---------- RECORDED DATA
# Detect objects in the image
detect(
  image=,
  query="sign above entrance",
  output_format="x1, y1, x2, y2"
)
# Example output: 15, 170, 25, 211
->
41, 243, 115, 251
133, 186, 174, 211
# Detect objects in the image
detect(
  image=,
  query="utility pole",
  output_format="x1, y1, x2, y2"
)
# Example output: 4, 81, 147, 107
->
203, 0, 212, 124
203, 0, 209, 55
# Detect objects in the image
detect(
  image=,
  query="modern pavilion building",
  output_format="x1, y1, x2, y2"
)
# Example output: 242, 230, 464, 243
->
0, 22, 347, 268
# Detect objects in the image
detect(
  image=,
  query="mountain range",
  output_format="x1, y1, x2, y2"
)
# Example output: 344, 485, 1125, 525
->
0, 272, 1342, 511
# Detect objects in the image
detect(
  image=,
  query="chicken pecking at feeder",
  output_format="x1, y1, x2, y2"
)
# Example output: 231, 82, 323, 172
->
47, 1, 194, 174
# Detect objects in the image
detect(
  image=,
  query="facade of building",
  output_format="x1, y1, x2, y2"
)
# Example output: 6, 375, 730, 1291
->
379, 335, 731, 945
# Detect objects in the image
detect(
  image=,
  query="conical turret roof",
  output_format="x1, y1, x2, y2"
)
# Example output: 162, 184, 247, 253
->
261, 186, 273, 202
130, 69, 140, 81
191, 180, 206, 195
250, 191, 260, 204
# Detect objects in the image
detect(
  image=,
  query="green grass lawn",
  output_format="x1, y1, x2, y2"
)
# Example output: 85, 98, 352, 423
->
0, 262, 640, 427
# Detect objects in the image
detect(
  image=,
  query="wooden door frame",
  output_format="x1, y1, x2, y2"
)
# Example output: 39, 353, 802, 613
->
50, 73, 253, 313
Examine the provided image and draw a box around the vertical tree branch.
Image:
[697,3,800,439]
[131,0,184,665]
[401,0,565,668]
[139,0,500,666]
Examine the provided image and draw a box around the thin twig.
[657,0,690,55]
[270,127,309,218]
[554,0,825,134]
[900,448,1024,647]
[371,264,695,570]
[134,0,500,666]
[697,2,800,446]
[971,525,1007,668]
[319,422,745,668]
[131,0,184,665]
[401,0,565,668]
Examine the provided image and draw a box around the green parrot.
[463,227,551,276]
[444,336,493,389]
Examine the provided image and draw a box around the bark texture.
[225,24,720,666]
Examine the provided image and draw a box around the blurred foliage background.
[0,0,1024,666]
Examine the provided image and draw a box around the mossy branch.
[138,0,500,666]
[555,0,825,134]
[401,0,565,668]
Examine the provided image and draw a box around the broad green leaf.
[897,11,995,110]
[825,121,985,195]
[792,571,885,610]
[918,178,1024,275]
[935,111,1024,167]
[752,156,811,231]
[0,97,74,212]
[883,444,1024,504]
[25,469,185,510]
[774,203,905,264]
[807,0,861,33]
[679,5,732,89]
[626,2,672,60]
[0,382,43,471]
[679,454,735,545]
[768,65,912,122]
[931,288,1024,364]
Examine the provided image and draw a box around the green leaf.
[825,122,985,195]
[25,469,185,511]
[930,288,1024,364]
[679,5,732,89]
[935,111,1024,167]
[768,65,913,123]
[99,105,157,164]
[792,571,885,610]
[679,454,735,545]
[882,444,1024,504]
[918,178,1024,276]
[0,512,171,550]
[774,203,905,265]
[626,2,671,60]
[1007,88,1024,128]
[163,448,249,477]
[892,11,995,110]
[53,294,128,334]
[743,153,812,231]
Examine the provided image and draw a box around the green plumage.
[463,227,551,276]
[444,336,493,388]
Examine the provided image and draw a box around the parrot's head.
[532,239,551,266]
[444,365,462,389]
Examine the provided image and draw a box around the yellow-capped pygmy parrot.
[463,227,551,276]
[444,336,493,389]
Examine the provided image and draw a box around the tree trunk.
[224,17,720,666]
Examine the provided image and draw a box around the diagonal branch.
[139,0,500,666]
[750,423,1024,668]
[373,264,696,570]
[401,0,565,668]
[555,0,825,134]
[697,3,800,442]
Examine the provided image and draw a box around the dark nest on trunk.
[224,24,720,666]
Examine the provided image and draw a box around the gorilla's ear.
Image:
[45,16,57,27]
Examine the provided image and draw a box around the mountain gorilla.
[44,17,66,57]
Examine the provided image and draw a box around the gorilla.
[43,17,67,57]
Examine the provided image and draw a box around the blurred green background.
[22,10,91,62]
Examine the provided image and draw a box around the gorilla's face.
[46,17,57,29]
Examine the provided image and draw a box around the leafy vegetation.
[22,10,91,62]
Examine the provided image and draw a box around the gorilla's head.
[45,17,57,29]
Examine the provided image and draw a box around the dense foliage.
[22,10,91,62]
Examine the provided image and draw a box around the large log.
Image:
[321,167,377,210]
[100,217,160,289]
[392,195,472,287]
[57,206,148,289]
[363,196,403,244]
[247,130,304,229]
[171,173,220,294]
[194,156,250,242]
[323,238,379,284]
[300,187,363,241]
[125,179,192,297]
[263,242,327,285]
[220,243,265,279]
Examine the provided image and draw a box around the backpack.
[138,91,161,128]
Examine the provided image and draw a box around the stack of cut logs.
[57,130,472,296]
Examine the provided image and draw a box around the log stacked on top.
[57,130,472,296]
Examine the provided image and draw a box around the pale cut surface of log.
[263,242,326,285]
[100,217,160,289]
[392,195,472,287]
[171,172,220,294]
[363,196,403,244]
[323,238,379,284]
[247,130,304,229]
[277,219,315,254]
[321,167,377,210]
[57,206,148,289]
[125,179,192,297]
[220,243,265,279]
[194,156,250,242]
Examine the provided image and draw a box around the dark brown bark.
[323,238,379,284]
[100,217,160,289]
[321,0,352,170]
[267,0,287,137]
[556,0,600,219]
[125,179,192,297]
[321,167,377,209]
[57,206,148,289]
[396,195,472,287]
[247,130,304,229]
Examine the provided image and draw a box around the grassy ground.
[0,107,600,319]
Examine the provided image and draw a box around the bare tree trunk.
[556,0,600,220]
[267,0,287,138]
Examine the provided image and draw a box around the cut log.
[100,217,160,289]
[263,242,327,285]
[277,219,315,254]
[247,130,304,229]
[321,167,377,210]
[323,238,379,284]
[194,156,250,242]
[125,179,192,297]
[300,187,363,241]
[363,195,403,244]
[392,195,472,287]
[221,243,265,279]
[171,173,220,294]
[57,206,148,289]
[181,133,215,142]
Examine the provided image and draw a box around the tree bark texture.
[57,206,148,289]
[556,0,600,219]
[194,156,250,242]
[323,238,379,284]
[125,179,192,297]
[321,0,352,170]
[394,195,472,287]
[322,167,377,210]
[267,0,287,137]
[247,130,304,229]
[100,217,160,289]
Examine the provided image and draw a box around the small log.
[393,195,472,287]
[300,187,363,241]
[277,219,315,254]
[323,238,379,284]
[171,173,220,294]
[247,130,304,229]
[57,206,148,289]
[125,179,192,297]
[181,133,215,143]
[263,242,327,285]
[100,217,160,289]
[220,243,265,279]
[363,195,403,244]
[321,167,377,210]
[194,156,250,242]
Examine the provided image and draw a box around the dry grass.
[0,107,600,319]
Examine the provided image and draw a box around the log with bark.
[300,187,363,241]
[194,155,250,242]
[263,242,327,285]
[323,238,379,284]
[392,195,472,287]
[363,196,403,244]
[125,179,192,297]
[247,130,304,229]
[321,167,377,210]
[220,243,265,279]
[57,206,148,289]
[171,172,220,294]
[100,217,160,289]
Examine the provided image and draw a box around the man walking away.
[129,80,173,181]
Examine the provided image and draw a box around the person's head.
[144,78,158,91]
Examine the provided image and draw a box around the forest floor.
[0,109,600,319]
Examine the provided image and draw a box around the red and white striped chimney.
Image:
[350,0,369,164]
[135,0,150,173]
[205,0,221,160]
--------------------
### REQUIREMENTS
Rewrite the items from the beginning through the line containing "0, 272, 1342, 511", replacing "utility pole" with "telephone pole" and keeping everything else unchanged.

### WRITTEN ANSWER
# Detect objects in the image
detect(
  image=,
  query="sign above entrance",
  output_format="x1, y1, x2, y2"
)
# Example output: 15, 170, 25, 211
->
41, 243, 115, 251
133, 186, 174, 211
# Detect objects in the image
detect(
  image=,
  query="telephone pole",
  output_format="x1, y1, x2, y2"
)
# Example output: 4, 81, 147, 107
->
203, 0, 212, 124
203, 0, 209, 55
# Detect objects in the image
detect(
  image=,
  query="modern pavilion building",
  output_format="x1, y1, x2, y2"
)
# Example output: 242, 230, 464, 243
->
0, 22, 347, 268
# Detect objects in the image
detect(
  image=,
  query="mountain range",
  output_format="x1, y1, x2, y2"
)
# Example output: 344, 485, 1125, 525
->
0, 272, 1342, 511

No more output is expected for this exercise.